→ What is expected: Nothing in the records should change; write them all out again.

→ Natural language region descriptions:
%%

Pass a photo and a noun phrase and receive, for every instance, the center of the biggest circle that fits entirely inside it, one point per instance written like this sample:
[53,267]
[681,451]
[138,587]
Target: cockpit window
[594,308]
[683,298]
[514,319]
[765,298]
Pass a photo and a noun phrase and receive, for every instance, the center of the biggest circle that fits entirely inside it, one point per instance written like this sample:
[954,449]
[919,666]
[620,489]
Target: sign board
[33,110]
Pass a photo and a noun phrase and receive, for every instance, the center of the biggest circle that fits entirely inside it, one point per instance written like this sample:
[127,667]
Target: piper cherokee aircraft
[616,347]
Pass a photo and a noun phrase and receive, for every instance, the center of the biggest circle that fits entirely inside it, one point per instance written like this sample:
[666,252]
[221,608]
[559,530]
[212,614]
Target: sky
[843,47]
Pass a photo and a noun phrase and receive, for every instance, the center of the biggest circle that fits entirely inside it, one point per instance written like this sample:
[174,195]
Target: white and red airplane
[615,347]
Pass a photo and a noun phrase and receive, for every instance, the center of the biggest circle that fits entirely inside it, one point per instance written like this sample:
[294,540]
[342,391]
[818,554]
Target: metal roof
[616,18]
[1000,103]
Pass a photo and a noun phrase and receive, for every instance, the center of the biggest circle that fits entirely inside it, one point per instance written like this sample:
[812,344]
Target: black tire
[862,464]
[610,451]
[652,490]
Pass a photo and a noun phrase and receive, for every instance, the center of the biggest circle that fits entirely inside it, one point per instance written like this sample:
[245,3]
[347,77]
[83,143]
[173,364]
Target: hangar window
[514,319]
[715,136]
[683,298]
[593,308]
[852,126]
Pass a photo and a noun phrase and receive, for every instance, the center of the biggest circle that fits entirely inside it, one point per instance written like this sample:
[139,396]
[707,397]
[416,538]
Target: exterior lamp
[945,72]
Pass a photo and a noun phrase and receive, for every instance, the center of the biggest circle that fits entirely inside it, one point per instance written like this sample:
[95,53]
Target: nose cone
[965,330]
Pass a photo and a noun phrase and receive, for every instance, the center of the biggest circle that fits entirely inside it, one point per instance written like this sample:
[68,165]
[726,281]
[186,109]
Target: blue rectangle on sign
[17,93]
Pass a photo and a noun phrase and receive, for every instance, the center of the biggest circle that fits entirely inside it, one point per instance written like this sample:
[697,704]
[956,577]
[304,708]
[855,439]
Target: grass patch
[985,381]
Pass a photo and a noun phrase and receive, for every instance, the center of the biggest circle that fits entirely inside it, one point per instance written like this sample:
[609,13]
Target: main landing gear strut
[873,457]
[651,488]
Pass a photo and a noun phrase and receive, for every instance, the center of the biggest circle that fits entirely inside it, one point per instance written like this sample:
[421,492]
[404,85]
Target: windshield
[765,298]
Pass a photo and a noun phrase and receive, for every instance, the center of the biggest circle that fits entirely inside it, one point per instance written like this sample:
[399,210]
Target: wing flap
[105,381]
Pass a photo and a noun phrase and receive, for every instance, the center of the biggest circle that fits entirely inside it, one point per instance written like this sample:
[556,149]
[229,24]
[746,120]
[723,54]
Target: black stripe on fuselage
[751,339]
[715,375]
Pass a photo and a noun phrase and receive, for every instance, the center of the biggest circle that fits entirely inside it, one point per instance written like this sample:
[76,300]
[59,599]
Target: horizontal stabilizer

%%

→ Response for this exercise:
Pass a photo and a noun phrase and receive, for every instance, the center of the biggest circle that fits entirely inside it, one point per instance written like this sample:
[53,267]
[681,451]
[138,587]
Target: cockpit window
[594,308]
[683,298]
[514,319]
[765,298]
Pass a photo and a noun phrase and receive, for every instance, the center of the biggest circle that fits entirely inside it, one point per instance written like this sample:
[954,449]
[919,666]
[620,489]
Target: sign board
[33,110]
Pass a photo and a noun phrase and receive, for every instance, the center of the biggest circle that fits entirely inside it, one point per instance written like this sample:
[127,667]
Target: piper cherokee aircraft
[616,347]
Pass a photo and a noun phrase and receive, for every instance, the center of the biggest circle that fits entirely inside it, one point per instance written like this sample:
[666,252]
[221,608]
[559,530]
[212,614]
Target: sky
[843,47]
Pass a photo and a noun phrase and receive, for every instance, the center of the biggest circle that fits entirely inside it, one point per instance written like this sample:
[174,195]
Target: white and red airplane
[615,347]
Pass a photo and a noun phrase and receive, for every instance, the center of the biggest circle that fits entirely inside it, one point per instance written like this sample:
[294,540]
[342,391]
[818,554]
Target: metal roof
[616,18]
[1000,103]
Pass a photo and a noun phrase and receive, for every instance, the center of the biggest circle that fits entirely inside it, one point per instance written like this sample:
[812,344]
Target: black tire
[862,464]
[610,451]
[652,490]
Pass a photo and a noun phrase and receive, for every instance, the center of the biggest circle that fits entirely inside it, one point per instance written like this sample:
[245,3]
[347,77]
[83,143]
[173,364]
Target: hangar window
[514,319]
[715,136]
[683,298]
[593,308]
[852,126]
Pass a photo and a noun phrase and receive, for every instance, the center of the biggest circle that fits entirely inside it, one point per instance written like this sample:
[139,396]
[707,397]
[416,538]
Target: exterior lamp
[945,72]
Pass a photo and a noun phrase and receive, for every instance, the center of the biggest circle that fits entirely inside it, one point per instance written like this sample:
[95,53]
Target: nose cone
[965,330]
Pass a photo and a noun phrase and receive, for every instance, the center of the biggest circle that fits entirely inside it, one point per instance written like this sample:
[68,165]
[726,281]
[186,109]
Target: blue rectangle on sign
[17,93]
Pass a photo and a noun phrase and receive, for every instance, the center of the biggest circle that fits entirely inside it, one point per instance written like this sample:
[697,704]
[956,577]
[304,708]
[855,439]
Target: grass patch
[985,381]
Pass a photo and a noun phrase and receive, for every instance, the center of the biggest circle that fits entirely inside it, one point per instance written like this sample:
[609,13]
Target: main landing gear strut
[873,457]
[651,488]
Pass a photo and a noun phrase and receive, for every instance, the center of the biggest circle that fits entirely inside it, one point per instance written like this sample:
[421,492]
[404,85]
Target: windshield
[765,298]
Pass a photo and a noun phrase and receive, for every instance, the center of the biggest circle that fits entirely inside it, one point per instance written like this sample:
[399,210]
Target: wing flap
[105,381]
Pass a photo and a noun phrase and receive, for every instance, the center of the biggest circle that fits entirely inside it, one point per instance written like this sample:
[556,149]
[229,24]
[746,120]
[723,54]
Target: black stripe on fuselage
[751,339]
[715,375]
Pass a photo and a noun phrase and receive, for every instance, the center of the biggest circle that fits entirely inside it, one point per instance written like this sample:
[76,300]
[59,599]
Target: horizontal stabilizer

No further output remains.